Your output should be the lines from the one containing "A point falls on each instance of the gravel" through the last line below, both ends included, exactly as written and free of pictures.
── Data supplied
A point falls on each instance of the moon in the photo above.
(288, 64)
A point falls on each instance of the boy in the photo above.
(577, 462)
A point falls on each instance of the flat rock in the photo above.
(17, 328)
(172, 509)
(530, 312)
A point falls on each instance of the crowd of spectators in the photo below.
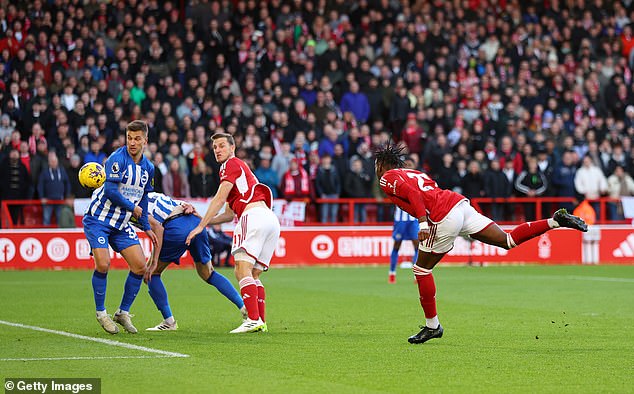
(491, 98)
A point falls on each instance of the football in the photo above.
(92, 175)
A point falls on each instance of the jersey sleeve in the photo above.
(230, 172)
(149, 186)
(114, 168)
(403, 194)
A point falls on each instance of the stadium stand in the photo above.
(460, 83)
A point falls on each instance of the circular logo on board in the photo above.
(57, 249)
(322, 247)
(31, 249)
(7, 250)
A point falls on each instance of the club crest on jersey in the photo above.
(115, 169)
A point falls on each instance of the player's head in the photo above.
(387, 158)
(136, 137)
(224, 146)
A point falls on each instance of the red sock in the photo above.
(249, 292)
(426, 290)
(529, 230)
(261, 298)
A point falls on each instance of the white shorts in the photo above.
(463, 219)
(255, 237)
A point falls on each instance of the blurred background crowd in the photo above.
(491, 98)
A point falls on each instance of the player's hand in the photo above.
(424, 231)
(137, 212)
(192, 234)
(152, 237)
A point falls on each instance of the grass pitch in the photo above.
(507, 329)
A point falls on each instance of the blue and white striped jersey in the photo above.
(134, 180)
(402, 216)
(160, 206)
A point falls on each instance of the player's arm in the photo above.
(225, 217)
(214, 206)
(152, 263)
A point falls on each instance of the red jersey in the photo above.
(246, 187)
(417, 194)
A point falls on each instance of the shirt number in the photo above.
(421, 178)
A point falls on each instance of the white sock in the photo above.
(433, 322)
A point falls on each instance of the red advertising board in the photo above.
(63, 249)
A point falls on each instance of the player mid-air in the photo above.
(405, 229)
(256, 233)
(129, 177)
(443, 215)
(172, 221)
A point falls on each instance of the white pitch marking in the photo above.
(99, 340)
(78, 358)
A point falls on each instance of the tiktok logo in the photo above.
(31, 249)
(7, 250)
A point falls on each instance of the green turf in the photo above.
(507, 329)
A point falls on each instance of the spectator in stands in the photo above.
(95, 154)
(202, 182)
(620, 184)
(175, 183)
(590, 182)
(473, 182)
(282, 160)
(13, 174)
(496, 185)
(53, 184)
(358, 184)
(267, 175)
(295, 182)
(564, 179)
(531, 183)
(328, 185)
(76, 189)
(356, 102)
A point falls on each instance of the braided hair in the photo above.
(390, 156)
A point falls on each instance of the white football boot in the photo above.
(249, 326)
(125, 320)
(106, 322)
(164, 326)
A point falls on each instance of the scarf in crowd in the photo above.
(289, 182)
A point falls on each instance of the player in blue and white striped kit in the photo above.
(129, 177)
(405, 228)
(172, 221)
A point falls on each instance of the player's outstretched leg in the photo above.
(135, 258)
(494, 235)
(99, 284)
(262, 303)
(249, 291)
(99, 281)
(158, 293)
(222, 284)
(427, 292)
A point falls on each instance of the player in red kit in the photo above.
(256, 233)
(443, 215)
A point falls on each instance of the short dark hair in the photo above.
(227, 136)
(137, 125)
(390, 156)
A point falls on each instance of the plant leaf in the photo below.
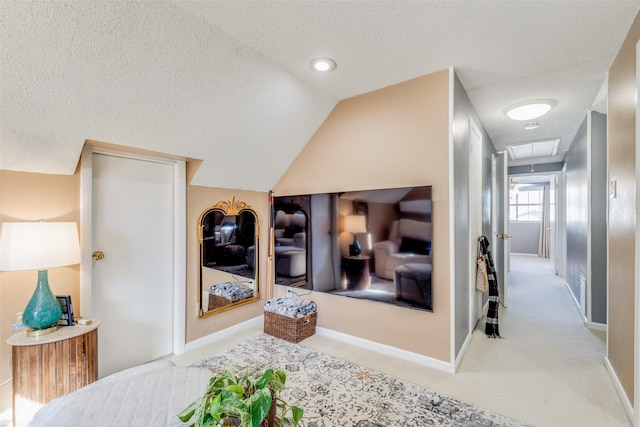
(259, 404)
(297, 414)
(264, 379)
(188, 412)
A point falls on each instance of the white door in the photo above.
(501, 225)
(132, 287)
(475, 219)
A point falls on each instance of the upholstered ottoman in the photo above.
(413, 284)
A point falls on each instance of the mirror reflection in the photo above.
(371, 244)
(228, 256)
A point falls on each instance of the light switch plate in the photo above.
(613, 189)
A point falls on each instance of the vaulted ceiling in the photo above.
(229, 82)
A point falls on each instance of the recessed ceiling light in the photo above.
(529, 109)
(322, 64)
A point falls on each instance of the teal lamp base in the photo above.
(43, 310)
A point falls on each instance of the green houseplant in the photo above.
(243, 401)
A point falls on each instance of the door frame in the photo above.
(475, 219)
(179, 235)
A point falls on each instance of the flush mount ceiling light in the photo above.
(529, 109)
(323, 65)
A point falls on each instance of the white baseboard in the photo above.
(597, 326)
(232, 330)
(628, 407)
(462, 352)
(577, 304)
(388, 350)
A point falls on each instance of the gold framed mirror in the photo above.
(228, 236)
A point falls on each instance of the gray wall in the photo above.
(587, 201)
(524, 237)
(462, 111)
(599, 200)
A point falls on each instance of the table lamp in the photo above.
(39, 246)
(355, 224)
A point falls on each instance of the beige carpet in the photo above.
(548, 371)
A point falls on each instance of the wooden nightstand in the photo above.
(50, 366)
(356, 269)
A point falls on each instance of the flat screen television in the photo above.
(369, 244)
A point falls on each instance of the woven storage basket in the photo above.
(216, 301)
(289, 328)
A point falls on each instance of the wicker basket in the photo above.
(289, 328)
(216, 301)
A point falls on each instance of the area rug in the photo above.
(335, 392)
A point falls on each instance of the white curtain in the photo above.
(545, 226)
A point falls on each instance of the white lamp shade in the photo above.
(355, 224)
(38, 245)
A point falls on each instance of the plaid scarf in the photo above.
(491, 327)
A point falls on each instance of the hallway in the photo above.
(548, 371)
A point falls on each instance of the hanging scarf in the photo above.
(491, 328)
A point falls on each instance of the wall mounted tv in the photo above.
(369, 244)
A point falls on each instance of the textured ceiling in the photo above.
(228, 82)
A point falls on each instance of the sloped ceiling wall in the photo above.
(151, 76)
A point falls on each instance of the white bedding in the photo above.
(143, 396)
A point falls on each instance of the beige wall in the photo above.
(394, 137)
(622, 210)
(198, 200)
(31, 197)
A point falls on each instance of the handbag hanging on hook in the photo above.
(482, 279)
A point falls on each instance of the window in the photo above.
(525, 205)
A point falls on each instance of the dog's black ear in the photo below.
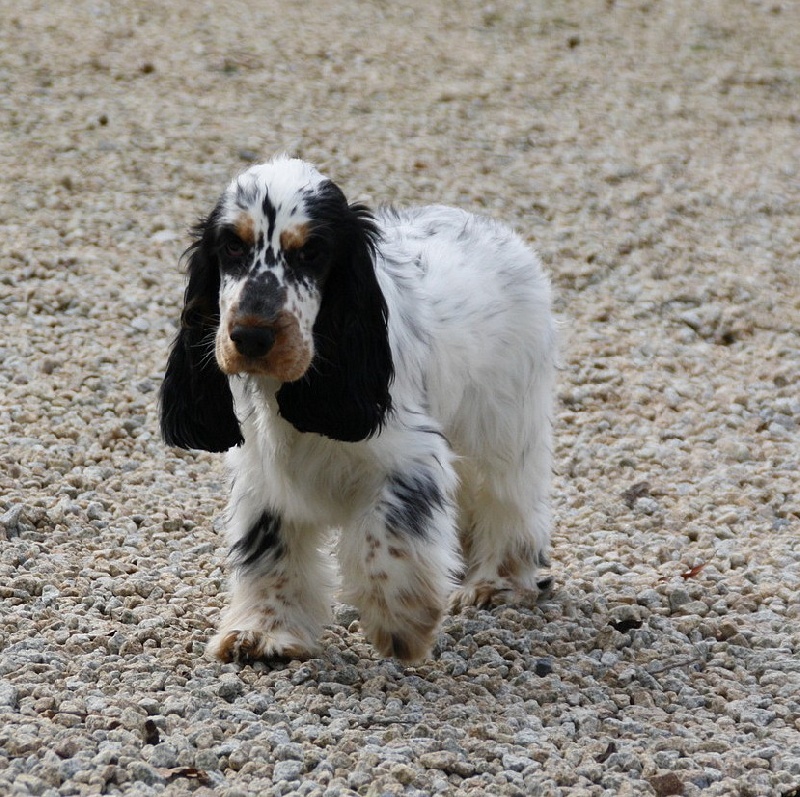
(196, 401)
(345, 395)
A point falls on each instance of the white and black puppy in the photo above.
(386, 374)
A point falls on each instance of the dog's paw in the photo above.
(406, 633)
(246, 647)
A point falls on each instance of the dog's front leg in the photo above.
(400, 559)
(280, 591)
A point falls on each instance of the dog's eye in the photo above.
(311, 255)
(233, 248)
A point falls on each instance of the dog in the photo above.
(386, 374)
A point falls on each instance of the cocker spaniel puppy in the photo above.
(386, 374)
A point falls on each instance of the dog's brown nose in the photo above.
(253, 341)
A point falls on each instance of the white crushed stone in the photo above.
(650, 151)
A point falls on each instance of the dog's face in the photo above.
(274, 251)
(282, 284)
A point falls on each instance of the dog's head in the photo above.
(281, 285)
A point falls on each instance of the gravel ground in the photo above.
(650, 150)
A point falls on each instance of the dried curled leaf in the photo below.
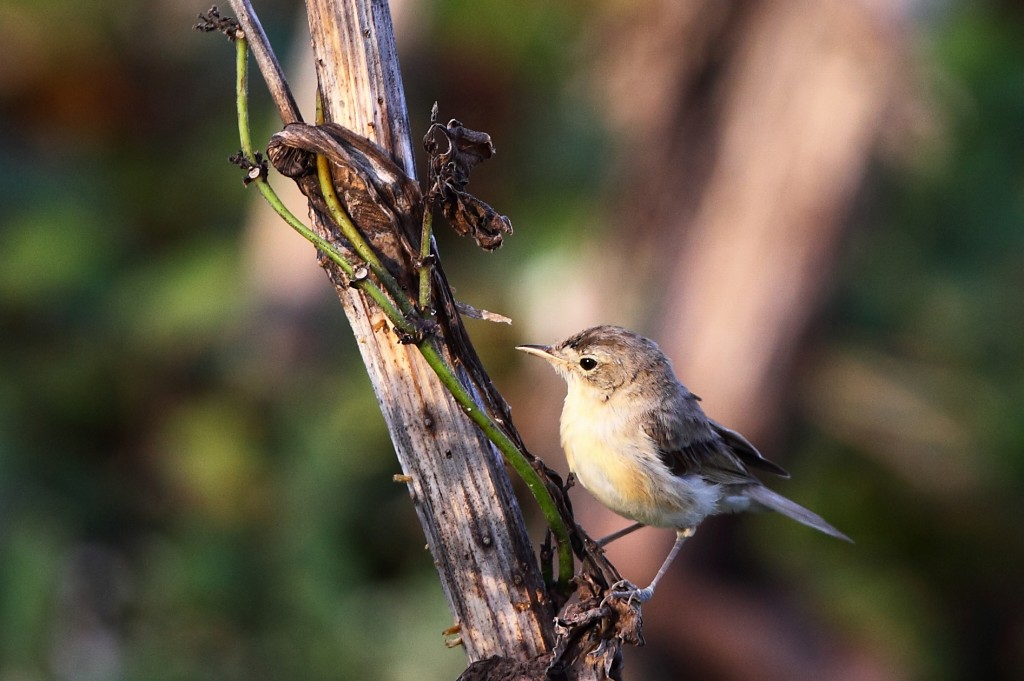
────
* _Answer for this exercise_
A point falls on each instance of the gravel ground in the photo above.
(650, 150)
A point falls on each instance of the dried curled leaf in the photo below.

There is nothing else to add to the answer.